▸ Request
Rewrite the rows below, substituting "Provide" for each occurrence of "Deliver" and leaving all other text unchanged.

-*-*-

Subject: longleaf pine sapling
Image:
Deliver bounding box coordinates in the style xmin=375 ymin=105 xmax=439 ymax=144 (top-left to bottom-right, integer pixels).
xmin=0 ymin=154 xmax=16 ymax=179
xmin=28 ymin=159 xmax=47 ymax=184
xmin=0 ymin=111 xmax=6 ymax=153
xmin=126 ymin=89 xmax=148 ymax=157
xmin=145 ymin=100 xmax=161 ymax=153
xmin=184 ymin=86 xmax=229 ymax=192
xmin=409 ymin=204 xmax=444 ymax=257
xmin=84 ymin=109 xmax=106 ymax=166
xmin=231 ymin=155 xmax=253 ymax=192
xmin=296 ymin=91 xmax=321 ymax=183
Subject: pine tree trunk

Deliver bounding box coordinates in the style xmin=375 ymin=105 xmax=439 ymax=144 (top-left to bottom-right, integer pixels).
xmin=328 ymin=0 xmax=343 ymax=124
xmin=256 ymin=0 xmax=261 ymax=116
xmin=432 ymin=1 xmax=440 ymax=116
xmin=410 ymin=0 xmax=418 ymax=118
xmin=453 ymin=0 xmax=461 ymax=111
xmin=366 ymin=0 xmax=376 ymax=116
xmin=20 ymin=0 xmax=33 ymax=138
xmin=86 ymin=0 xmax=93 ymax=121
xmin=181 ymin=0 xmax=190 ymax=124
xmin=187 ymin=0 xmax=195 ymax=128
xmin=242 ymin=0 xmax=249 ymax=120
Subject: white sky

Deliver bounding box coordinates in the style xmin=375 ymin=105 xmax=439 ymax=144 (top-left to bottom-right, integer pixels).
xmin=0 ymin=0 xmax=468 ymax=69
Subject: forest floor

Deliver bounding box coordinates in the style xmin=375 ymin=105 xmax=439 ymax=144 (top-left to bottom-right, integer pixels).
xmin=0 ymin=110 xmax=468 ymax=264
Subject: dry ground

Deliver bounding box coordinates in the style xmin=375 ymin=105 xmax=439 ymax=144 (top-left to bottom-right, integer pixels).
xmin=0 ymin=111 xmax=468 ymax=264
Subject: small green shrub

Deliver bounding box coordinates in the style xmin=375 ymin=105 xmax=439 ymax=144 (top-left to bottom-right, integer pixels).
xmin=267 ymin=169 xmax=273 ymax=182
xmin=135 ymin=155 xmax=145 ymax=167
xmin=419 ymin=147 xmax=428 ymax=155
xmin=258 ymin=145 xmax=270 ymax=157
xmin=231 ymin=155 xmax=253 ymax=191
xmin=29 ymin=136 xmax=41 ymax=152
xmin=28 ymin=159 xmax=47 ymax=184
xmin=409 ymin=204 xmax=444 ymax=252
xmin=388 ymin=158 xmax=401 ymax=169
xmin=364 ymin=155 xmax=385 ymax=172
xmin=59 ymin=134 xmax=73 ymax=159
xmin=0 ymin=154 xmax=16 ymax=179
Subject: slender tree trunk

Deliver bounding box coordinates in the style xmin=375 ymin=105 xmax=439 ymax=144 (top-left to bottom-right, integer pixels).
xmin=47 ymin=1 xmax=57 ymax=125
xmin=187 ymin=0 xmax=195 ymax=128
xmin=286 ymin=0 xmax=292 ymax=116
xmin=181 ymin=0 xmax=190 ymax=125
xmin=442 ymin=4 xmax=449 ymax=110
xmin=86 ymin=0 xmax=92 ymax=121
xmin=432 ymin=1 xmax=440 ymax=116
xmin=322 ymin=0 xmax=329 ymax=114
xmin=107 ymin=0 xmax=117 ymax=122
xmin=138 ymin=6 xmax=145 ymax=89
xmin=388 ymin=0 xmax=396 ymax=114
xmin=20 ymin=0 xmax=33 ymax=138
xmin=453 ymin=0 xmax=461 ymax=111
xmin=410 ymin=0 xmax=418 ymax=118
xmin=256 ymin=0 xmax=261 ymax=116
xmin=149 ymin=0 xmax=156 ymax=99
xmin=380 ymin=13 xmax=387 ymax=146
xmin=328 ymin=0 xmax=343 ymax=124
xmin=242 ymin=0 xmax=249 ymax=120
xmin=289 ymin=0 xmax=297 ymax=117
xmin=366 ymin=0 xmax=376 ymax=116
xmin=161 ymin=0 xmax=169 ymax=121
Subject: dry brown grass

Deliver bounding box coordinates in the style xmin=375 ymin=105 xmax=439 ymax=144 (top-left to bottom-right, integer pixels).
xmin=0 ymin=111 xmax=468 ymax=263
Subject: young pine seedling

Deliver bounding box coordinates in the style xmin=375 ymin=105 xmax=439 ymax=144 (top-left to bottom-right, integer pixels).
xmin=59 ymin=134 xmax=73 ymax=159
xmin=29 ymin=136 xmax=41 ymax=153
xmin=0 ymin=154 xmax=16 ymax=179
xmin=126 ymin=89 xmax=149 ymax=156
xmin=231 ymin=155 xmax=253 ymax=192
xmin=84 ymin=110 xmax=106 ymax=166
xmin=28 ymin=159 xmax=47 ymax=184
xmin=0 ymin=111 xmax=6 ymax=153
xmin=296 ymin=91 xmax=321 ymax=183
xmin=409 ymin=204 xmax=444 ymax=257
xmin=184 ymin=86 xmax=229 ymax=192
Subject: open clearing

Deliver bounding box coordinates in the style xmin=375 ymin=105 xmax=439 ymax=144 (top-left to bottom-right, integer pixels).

-*-*-

▸ Expected output
Subject: longleaf pine sapling
Image:
Provide bounding box coordinates in the style xmin=375 ymin=105 xmax=439 ymax=144 (top-left to bottom-right, integer pixels).
xmin=0 ymin=154 xmax=16 ymax=179
xmin=28 ymin=159 xmax=47 ymax=184
xmin=0 ymin=111 xmax=6 ymax=153
xmin=126 ymin=89 xmax=148 ymax=157
xmin=145 ymin=100 xmax=161 ymax=153
xmin=184 ymin=86 xmax=229 ymax=192
xmin=409 ymin=204 xmax=444 ymax=257
xmin=84 ymin=109 xmax=106 ymax=166
xmin=231 ymin=155 xmax=253 ymax=192
xmin=296 ymin=91 xmax=321 ymax=183
Subject: pine tree trunk

Provide bounding box coordinates in the style xmin=375 ymin=105 xmax=439 ymax=144 (top-left to bottom-right, integer pixels).
xmin=328 ymin=0 xmax=343 ymax=124
xmin=256 ymin=0 xmax=261 ymax=116
xmin=432 ymin=1 xmax=440 ymax=116
xmin=410 ymin=0 xmax=418 ymax=118
xmin=453 ymin=0 xmax=461 ymax=111
xmin=366 ymin=0 xmax=376 ymax=116
xmin=20 ymin=0 xmax=33 ymax=138
xmin=86 ymin=0 xmax=93 ymax=121
xmin=181 ymin=0 xmax=190 ymax=124
xmin=187 ymin=0 xmax=195 ymax=128
xmin=242 ymin=0 xmax=249 ymax=120
Subject: white sky

Provide bounding box coordinates in the style xmin=375 ymin=105 xmax=439 ymax=144 (top-left to bottom-right, integer pixels).
xmin=0 ymin=0 xmax=468 ymax=69
Subject: forest floor

Provide bounding box coordinates in the style xmin=375 ymin=105 xmax=439 ymax=144 (top-left to bottom-right, integer pixels).
xmin=0 ymin=110 xmax=468 ymax=264
Subject: dry ground

Provide bounding box coordinates in the style xmin=375 ymin=105 xmax=439 ymax=144 (top-left to bottom-right, integer pixels).
xmin=0 ymin=111 xmax=468 ymax=264
Subject: small green shrub

Provide bounding box coordinates in the style xmin=375 ymin=105 xmax=439 ymax=144 (top-left to bottom-right, integer pixels).
xmin=267 ymin=169 xmax=273 ymax=182
xmin=135 ymin=155 xmax=145 ymax=167
xmin=419 ymin=147 xmax=428 ymax=155
xmin=258 ymin=145 xmax=270 ymax=157
xmin=231 ymin=155 xmax=253 ymax=191
xmin=29 ymin=136 xmax=41 ymax=152
xmin=28 ymin=159 xmax=47 ymax=184
xmin=409 ymin=204 xmax=444 ymax=252
xmin=388 ymin=158 xmax=401 ymax=169
xmin=364 ymin=155 xmax=385 ymax=172
xmin=59 ymin=134 xmax=73 ymax=159
xmin=0 ymin=154 xmax=16 ymax=179
Subject: slender tree trunk

Provide bounding box coordinates in the style xmin=375 ymin=105 xmax=439 ymax=144 (top-left to bottom-right, integer pixels).
xmin=47 ymin=1 xmax=57 ymax=125
xmin=187 ymin=0 xmax=195 ymax=128
xmin=286 ymin=0 xmax=292 ymax=116
xmin=181 ymin=0 xmax=190 ymax=125
xmin=442 ymin=4 xmax=449 ymax=110
xmin=86 ymin=0 xmax=92 ymax=121
xmin=432 ymin=1 xmax=440 ymax=116
xmin=322 ymin=0 xmax=329 ymax=114
xmin=107 ymin=0 xmax=117 ymax=122
xmin=138 ymin=6 xmax=145 ymax=89
xmin=388 ymin=0 xmax=396 ymax=114
xmin=20 ymin=0 xmax=33 ymax=138
xmin=453 ymin=0 xmax=461 ymax=111
xmin=410 ymin=0 xmax=418 ymax=118
xmin=256 ymin=0 xmax=261 ymax=116
xmin=149 ymin=0 xmax=156 ymax=99
xmin=380 ymin=13 xmax=387 ymax=146
xmin=328 ymin=0 xmax=343 ymax=124
xmin=242 ymin=0 xmax=249 ymax=120
xmin=289 ymin=0 xmax=297 ymax=117
xmin=366 ymin=0 xmax=376 ymax=116
xmin=161 ymin=0 xmax=169 ymax=121
Subject: dry brown grass

Provide bounding box coordinates in the style xmin=375 ymin=105 xmax=439 ymax=144 (top-left to bottom-right, integer pixels).
xmin=0 ymin=111 xmax=468 ymax=263
Subject: young pine seedling

Provide bounding box coordinates in the style xmin=375 ymin=105 xmax=439 ymax=144 (top-left to bottom-right, integer pixels).
xmin=59 ymin=134 xmax=73 ymax=159
xmin=29 ymin=136 xmax=41 ymax=153
xmin=0 ymin=154 xmax=16 ymax=179
xmin=126 ymin=89 xmax=149 ymax=156
xmin=231 ymin=155 xmax=253 ymax=192
xmin=84 ymin=110 xmax=106 ymax=166
xmin=28 ymin=159 xmax=47 ymax=184
xmin=0 ymin=111 xmax=6 ymax=153
xmin=296 ymin=91 xmax=321 ymax=183
xmin=409 ymin=204 xmax=444 ymax=257
xmin=184 ymin=86 xmax=229 ymax=192
Subject: open clearing

Provide bounding box coordinates in the style xmin=375 ymin=105 xmax=439 ymax=144 (top-left to bottom-right, integer pixels).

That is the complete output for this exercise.